PROBLEM TO SOLVE
Reproduce word for word the passage of the mineral weathering discussion below that runs between "Surely, most of" and "model both mechanistically.", inclusive.

## Start TEXT TO READ

My guess is stimulated by another device called the Schmidt Hammer which is used to test the rock strength in the field and is also very sensitive to the degree of weathering. I used it for carbonate rocks.
These methods have another edge over the Mohs´s classification scheme, because you obtain numbers which you can compare with other characters and the reproducibility of the data is also fine.
These methods are done on polished sections under reflected light and you can do a lot of counts for statistical treatments
For the moment I think it show get you on the right scent to your goal.
Thank you both for your time and answers. I recognize that any quantification of the vulnerability of mineral grains to physical weathering is uncertain, especially because not any grain has the same crystal structure/mineralogical composition.
As I am modeling over pedogenetic timescales (millenniums) I cannot assume texture of unconsolidated material constant. So far I have modeled it as a probabilistic process whereby the probability of any grain to break into smaller grains is a function of temperature change over time. I found that such process can be calibrated fairly well for real sediments. I also think, however, that grains of quartz and of muscovite (as examples) cannot be expected to disintegrate at the same rate (as Xray analyses show when different particle size fractions are compared). This is why I would like to add mineral type as factor in the equation (the "downstream" remark by Dr Towe).
Surely, most of the minerals are silicates and their fate during weathering depends on their temperature of formation. The high-temp. minerals (like olivine) are first to disintegrate and the opposite for the low-temp. minerals (like quartz)
In natural environment the physical weathering of minerals is depend of chemical stability to organic acids. The considering only mechanical weathering (abrasion) is not be correct. The influence of organic acids on silicate minerals is more significant than other acids. For example, olivine is very resistant to mechanical abrasion but fast but quickly collapses under the influence of organic acids in the natural environment.
you are right, but I am looking for non-empirical descriptions of physical weathering right now. The "chemical" weathering is much better understood, and we want to model both mechanistically.

## End TEXT TO READ
## Start PROVIDED MATERIAL

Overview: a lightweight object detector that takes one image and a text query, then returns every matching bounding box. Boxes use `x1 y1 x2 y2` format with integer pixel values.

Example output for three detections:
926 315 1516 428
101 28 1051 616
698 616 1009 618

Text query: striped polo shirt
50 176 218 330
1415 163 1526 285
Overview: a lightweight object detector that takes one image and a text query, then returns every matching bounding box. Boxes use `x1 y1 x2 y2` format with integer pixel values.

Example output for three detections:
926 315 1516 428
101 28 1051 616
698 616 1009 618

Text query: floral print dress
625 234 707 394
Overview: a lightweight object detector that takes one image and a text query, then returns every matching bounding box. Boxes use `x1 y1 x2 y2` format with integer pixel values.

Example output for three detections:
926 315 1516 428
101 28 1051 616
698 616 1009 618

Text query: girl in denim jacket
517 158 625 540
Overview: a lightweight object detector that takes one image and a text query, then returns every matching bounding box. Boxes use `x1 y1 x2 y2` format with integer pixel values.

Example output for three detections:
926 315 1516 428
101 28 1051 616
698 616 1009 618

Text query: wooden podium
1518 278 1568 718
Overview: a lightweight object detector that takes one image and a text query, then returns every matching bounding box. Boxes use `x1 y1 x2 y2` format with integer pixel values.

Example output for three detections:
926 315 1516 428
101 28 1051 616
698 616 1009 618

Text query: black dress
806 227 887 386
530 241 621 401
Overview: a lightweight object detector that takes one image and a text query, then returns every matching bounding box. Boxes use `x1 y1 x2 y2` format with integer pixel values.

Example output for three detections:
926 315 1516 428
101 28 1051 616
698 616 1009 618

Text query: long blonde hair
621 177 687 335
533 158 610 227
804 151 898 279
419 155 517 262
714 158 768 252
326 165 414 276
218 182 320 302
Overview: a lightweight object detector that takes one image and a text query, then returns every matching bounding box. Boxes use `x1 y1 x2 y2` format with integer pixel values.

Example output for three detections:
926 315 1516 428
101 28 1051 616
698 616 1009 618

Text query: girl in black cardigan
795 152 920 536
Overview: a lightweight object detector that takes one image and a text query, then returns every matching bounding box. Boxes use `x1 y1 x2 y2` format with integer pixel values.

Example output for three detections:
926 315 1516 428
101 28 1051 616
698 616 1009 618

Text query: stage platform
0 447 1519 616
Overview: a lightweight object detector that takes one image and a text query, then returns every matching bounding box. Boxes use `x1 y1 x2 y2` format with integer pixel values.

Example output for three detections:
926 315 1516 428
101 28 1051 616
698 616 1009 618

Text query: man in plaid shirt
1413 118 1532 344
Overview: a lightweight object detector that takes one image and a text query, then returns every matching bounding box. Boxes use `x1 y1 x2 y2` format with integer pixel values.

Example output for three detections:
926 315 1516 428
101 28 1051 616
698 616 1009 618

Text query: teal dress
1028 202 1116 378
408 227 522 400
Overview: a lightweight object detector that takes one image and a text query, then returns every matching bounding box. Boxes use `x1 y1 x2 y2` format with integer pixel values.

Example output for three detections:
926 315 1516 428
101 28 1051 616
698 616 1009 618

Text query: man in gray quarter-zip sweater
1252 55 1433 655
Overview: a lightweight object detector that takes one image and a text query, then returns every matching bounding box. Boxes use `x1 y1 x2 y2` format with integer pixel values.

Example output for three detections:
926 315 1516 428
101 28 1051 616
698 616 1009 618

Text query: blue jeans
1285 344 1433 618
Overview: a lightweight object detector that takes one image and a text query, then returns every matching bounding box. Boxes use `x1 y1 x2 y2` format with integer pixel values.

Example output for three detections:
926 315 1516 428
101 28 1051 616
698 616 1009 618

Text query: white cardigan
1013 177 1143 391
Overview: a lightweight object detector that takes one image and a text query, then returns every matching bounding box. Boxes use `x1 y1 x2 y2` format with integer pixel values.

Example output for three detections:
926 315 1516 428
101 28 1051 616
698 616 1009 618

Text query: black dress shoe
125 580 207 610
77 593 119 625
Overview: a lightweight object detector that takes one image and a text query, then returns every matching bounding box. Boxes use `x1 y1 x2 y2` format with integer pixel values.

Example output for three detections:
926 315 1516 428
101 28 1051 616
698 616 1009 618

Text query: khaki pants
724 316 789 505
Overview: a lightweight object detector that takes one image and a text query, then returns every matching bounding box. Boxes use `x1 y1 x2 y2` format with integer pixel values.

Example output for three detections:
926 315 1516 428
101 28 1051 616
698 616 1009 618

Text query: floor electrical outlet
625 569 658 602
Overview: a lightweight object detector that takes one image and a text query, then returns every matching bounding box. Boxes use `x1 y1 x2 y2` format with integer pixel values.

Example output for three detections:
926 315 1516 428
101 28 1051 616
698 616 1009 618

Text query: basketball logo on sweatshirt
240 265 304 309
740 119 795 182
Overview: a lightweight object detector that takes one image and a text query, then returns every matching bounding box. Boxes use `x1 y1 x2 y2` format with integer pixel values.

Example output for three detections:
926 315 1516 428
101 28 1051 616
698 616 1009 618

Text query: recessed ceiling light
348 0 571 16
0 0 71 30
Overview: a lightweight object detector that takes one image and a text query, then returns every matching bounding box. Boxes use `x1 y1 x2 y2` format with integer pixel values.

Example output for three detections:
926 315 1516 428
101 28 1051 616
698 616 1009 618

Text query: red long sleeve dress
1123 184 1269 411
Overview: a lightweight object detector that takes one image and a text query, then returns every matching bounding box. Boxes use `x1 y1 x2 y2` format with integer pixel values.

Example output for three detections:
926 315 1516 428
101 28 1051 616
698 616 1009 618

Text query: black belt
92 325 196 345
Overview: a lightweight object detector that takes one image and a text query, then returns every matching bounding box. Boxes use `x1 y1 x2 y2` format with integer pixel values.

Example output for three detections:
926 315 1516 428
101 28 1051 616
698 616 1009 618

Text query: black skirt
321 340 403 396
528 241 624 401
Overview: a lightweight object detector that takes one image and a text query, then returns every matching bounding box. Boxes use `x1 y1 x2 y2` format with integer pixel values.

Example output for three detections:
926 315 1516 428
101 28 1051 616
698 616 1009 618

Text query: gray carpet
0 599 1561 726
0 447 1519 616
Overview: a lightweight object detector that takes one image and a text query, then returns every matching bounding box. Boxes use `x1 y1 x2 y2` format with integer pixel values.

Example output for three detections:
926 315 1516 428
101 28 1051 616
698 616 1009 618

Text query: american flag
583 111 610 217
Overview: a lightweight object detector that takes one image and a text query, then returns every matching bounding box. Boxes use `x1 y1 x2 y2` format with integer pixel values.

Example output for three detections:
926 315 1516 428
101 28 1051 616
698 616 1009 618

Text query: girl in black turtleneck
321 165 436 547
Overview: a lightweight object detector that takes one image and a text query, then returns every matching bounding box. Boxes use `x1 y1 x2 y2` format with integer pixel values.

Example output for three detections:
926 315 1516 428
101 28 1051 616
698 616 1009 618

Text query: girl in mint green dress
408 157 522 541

## End PROVIDED MATERIAL

SOLUTION FOR THIS PROBLEM
Surely, most of the minerals are silicates and their fate during weathering depends on their temperature of formation. The high-temp. minerals (like olivine) are first to disintegrate and the opposite for the low-temp. minerals (like quartz)
In natural environment the physical weathering of minerals is depend of chemical stability to organic acids. The considering only mechanical weathering (abrasion) is not be correct. The influence of organic acids on silicate minerals is more significant than other acids. For example, olivine is very resistant to mechanical abrasion but fast but quickly collapses under the influence of organic acids in the natural environment.
you are right, but I am looking for non-empirical descriptions of physical weathering right now. The "chemical" weathering is much better understood, and we want to model both mechanistically.